=== WHAT YOU ARE ASKED TO DO ===
Summarize the pre-aggregation design text below in three sentences.

=== SELECTION ===
***
4.7 Changes to the ALTER statement

  The ALTER TABLE must be changed to atomically remove columns from the
  pre-aggregation config when columns are removed from the table schema.

  Forthermore, the new ALTER TABLE SET PREAGGREGATION statement must be
  implemented.

4.8 Changes to the INSERT statement

  The INSERT statment must be modified to check if the table is
  pre-aggregation-enabled and if so, divert the insert into the pre-aggregation
  subsystem. A new flag INSERT_NOPREAGGR is added that optionally disabled this
  behaviour.

4.9 Changes to the SELECT statement

  The SELECT statement execution must be altered to insert an aggregation node
  for every query on a pre-aggregation-enabled table that does not already
  contain an eligible aggregation clause.

  The synthetic aggregation node is a group over the quotient of primary key
  column value and granularity (using truncating division) where all columns
  referred to from measurement definitions are aggregated using the respective
  aggregation function's output merge function.


5. Relability Considerations

  The proposed implementation has no provisions to handle pending data on server
  shutdown or server crashes, so in these events some input rows will be lost.
  As part of the separate writea-ahead-logging effort, we will add (optional)
  durable write-ahead storage for accepted input rows.

  A separate issue that is not addressed is that the API and implementation do
  not allow for exactly-once-inserts in the case of failures: If the client
  recevies an error code after sending an insert to one of the aggregating
  servers, it can't be sure if the value was stored or not so it can't correctly
  decide if it should retry or not.

  However, this is really more of a philosophical concern (solving the problem
  would defeat a large part of the benefits of pre-aggregation). Users that need
  strict exactly-once semantics can not use this optimization and should insert
  the rows individually, without pre-aggregation (which _is_ an idempotent
  operation and safe to retry).


6. Alternatives Considered

6.1 Implement as standalone service

  On first look, pre-aggregation might seem like a feature that does not belong
  in the core database, but could be provided as a separate service that
  performs the pre-aggregation and then simply stores the aggregated rows into
  the database.

  However, with this scheme it would be painful to support more complex
  aggregation modes, like estimating the number of unique strings or estimating
  quantiles.

  Both of these problems would be easily solvable using probabilistic data
  structures, but if the pre-aggregation was performed in a standalone service
  we would have to precompute and serialize these data structures before sending
  them to the database. And we can't treat the data as binary blobs in the
  database if we want to run useful (and fast) queries on it, so this
  would leave us with one of two choices:

  Either duplicate all data strcture code from the database into the standalone
  service or a fat client and then make sure that both copies always match 100%
  so the serialization works (which would be a PITA). Or alternatively, keep
  the code only in the database and send all the raw values to the database as
  part of the aggregated row (which would defeat the purpose of streaming
  aggregation).

6.2 Implement in the compaction routine

  One downside of the proposed approach is that with constant arrival rate R and
  granularity G, the number of stored rows for a given input stream still scales
  linearly in the number of hosts we assign to the stream (and therefore,
  strictly speaking also in the arrival rate R).

  One alternative solution, implementing the pre-aggregation in the partition
  compaction routine, avoids this and ends up with a constant number of stored
  rows regardless of the number of servers assigned to the aggregation.

  However, in the interest of keeping the design simple and minimally invasive
  to the other subsystems, modifying the compaction routine is left open for
  when/if the issue turns out to be a practical limitation.


7. Code Locations

  FIXME
***
=== SUPPLIED DATA ===

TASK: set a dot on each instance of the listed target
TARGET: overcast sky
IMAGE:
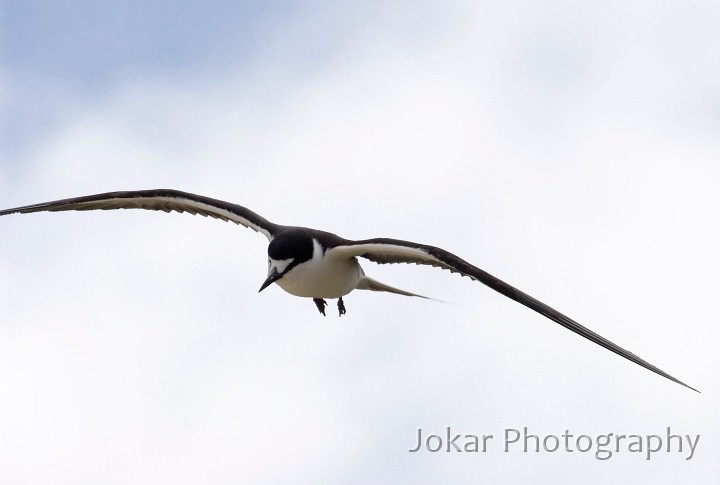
***
=== ANSWER FOR THIS EXERCISE ===
The ALTER, INSERT, and SELECT statements must be changed for pre-aggregation-enabled tables: ALTER TABLE atomically removes dropped columns from the pre-aggregation config and gains a SET PREAGGREGATION form, INSERT diverts rows into the pre-aggregation subsystem unless INSERT_NOPREAGGR is set, and SELECT adds an aggregation node to queries that lack an eligible aggregation clause. The proposed implementation loses pending input rows on shutdown or crash until optional durable write-ahead storage is added, and it does not allow exactly-once inserts, so users who need that should insert rows individually without pre-aggregation. Running pre-aggregation as a standalone service was rejected because complex aggregation modes such as estimating unique strings or quantiles would be painful to support, and moving it into the compaction routine was left open to keep the design simple and minimally invasive.